Records for this exercise:
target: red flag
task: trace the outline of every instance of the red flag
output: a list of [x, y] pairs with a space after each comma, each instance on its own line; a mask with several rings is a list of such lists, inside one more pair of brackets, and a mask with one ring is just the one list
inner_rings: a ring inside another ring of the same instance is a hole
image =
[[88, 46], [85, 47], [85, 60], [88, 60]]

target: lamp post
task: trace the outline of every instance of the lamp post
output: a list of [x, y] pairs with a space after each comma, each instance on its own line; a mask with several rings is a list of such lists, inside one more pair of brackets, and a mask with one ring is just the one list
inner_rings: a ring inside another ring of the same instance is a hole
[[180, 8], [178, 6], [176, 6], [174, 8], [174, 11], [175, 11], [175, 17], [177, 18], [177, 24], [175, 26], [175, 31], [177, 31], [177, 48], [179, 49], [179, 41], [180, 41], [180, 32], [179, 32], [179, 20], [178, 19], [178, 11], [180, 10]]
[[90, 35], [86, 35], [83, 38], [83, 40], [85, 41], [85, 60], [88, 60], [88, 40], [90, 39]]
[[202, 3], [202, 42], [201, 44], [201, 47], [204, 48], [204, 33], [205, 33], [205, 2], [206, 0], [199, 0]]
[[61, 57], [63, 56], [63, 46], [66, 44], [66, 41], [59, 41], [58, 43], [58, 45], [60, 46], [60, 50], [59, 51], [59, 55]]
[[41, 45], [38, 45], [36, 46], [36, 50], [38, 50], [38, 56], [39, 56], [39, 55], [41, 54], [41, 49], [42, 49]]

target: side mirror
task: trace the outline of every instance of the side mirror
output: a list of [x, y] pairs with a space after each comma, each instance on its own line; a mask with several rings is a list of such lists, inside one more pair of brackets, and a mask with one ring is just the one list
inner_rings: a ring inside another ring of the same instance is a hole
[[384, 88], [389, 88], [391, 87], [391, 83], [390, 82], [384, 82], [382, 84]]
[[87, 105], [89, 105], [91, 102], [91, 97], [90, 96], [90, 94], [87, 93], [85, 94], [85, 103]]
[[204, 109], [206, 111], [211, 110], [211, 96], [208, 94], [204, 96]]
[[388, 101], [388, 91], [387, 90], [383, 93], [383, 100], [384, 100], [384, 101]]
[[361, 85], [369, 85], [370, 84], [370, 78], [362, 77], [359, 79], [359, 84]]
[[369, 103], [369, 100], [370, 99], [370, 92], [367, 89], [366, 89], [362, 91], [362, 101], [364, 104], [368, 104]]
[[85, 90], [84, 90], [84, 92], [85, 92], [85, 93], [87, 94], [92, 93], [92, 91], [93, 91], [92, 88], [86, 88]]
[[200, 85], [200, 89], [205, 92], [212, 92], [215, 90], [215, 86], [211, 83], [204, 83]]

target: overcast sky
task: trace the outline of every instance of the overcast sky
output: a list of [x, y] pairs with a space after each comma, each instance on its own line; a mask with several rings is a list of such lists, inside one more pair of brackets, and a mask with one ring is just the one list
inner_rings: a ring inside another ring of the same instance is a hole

Requirement: Reproduce the entire listing above verbatim, every line in its original order with nothing changed.

Solution for this problem:
target: red flag
task: trace the outline of every instance of the red flag
output: a list of [x, y] pairs with a space after each comma, each instance on its own line; a mask with several rings is a list of such lists, inside one more pair of brackets, and a mask with one ring is just the one list
inner_rings: a ring inside another ring of the same instance is a hole
image =
[[88, 46], [85, 47], [85, 60], [88, 60]]

target: lamp post
task: trace the outline of every instance of the lamp post
output: a list of [x, y] pairs with a space after each comma, each instance on its own line; a mask with several rings is a list of such lists, inside one more pair of brackets, and a mask with one ring is just the one list
inner_rings: a ring inside another ring of the same instance is a hole
[[180, 8], [178, 6], [176, 6], [174, 8], [174, 11], [175, 11], [175, 17], [177, 18], [177, 24], [175, 26], [175, 31], [177, 31], [177, 48], [179, 49], [179, 41], [180, 41], [180, 32], [179, 32], [179, 20], [178, 19], [178, 11], [180, 10]]
[[90, 35], [86, 35], [83, 38], [83, 40], [85, 41], [85, 60], [88, 60], [88, 40], [90, 39]]
[[202, 3], [202, 42], [201, 44], [201, 47], [204, 48], [204, 33], [205, 33], [205, 2], [206, 0], [199, 0]]
[[61, 57], [63, 56], [63, 46], [66, 44], [66, 41], [59, 41], [58, 43], [58, 45], [60, 46], [60, 50], [59, 51], [59, 55]]
[[41, 45], [38, 45], [36, 46], [36, 50], [38, 50], [38, 56], [39, 56], [39, 55], [41, 54], [41, 49], [42, 49]]

target: side mirror
task: trace the outline of every instance of the side mirror
output: a list of [x, y] pairs with a space after each comma, each instance on its own line; a mask with several rings is a list of such lists, inside one more pair of brackets, and a mask with one ring is just the one list
inner_rings: a ring inside another ring of the same instance is a hole
[[384, 88], [389, 88], [391, 87], [391, 83], [390, 82], [384, 82], [382, 84]]
[[87, 105], [89, 105], [91, 102], [91, 97], [90, 96], [90, 94], [87, 93], [85, 94], [85, 103]]
[[204, 109], [206, 111], [211, 110], [211, 96], [208, 94], [204, 96]]
[[388, 101], [388, 91], [387, 90], [383, 93], [383, 100], [384, 100], [384, 101]]
[[361, 85], [369, 85], [370, 84], [370, 78], [362, 77], [359, 79], [359, 84]]
[[369, 103], [369, 100], [370, 99], [370, 92], [367, 89], [366, 89], [362, 91], [362, 101], [364, 104], [368, 104]]
[[85, 90], [84, 90], [84, 92], [85, 92], [85, 93], [87, 94], [92, 93], [92, 91], [93, 91], [92, 88], [86, 88]]
[[200, 85], [200, 89], [205, 92], [212, 92], [215, 90], [215, 86], [211, 83], [204, 83]]

target: overcast sky
task: trace the outline of every instance of the overcast sky
output: a list of [x, y] pairs with a space after each comma, each instance on its own line; a mask with several rings is a list of such lists, inside one more pair of brackets, and a mask with one ring is just the one list
inner_rings: a ring inside another ring of the same instance is a hole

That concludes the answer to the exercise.